[Spatial localization data]
# # #
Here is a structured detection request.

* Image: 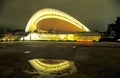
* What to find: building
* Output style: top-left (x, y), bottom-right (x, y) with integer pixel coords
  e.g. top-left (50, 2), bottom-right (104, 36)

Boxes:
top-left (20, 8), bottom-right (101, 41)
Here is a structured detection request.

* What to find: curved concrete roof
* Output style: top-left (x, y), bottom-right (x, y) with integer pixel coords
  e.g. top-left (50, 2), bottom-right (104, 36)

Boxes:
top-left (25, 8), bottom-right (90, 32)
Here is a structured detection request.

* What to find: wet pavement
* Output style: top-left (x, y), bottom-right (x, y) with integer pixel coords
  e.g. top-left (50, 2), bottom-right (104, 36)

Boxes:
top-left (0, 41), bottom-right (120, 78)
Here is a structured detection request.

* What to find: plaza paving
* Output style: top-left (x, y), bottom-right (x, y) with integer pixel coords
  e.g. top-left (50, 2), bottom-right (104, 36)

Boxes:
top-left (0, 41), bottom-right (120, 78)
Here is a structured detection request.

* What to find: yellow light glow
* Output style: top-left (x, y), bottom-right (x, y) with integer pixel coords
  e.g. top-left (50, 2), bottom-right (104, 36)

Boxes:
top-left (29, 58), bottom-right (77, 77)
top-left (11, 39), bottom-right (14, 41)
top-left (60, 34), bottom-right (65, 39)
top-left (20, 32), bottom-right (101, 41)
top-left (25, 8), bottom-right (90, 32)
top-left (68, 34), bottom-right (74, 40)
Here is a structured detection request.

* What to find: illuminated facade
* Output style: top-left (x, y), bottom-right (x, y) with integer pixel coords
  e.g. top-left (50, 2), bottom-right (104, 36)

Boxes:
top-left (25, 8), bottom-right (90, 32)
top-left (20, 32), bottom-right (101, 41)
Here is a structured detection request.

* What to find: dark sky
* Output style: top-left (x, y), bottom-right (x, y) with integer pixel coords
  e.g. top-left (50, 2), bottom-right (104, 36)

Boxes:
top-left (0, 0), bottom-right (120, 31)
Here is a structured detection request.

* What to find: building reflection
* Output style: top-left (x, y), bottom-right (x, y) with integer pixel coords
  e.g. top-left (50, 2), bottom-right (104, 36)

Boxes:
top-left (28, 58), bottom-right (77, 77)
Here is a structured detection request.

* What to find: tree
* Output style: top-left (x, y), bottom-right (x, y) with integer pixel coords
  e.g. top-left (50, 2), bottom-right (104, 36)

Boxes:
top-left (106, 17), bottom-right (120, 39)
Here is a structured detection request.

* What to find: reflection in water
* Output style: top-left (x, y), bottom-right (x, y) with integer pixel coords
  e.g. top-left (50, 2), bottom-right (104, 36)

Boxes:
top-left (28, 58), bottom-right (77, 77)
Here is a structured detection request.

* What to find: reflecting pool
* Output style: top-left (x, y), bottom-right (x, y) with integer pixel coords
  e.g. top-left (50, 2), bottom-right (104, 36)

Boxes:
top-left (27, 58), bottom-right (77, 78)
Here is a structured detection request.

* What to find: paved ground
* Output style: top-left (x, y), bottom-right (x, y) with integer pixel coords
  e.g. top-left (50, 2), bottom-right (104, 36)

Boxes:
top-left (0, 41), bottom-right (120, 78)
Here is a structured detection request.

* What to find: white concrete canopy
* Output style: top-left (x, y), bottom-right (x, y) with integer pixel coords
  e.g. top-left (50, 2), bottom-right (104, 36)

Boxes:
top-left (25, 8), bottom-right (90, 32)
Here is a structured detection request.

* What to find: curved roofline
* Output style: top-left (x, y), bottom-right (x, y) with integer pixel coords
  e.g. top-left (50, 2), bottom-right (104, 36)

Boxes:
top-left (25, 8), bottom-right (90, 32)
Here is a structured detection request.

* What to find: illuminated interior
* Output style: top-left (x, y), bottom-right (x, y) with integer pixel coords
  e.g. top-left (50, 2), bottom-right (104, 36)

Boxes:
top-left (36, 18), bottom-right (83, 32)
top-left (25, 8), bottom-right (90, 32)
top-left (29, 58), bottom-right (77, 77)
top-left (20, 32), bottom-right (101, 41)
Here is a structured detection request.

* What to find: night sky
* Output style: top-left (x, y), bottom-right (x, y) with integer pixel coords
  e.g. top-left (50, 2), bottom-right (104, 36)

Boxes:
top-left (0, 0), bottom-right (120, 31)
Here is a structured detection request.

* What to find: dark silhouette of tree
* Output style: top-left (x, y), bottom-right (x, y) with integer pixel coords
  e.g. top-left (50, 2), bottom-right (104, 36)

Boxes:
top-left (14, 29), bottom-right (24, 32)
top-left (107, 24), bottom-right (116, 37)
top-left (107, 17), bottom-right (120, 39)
# # #
Exercise details >> Only the lines above starting at the one containing "white concrete canopy" and ending at the one containing "find: curved roofline", both included, are to be returned, exactly as they read.

Task response >>
* What to find: white concrete canopy
* Output style: top-left (x, y), bottom-right (x, y) with integer pixel coords
  e.g. top-left (50, 2), bottom-right (104, 36)

Boxes:
top-left (25, 8), bottom-right (90, 32)
Here is a structured detection request.

* What to find: curved roofline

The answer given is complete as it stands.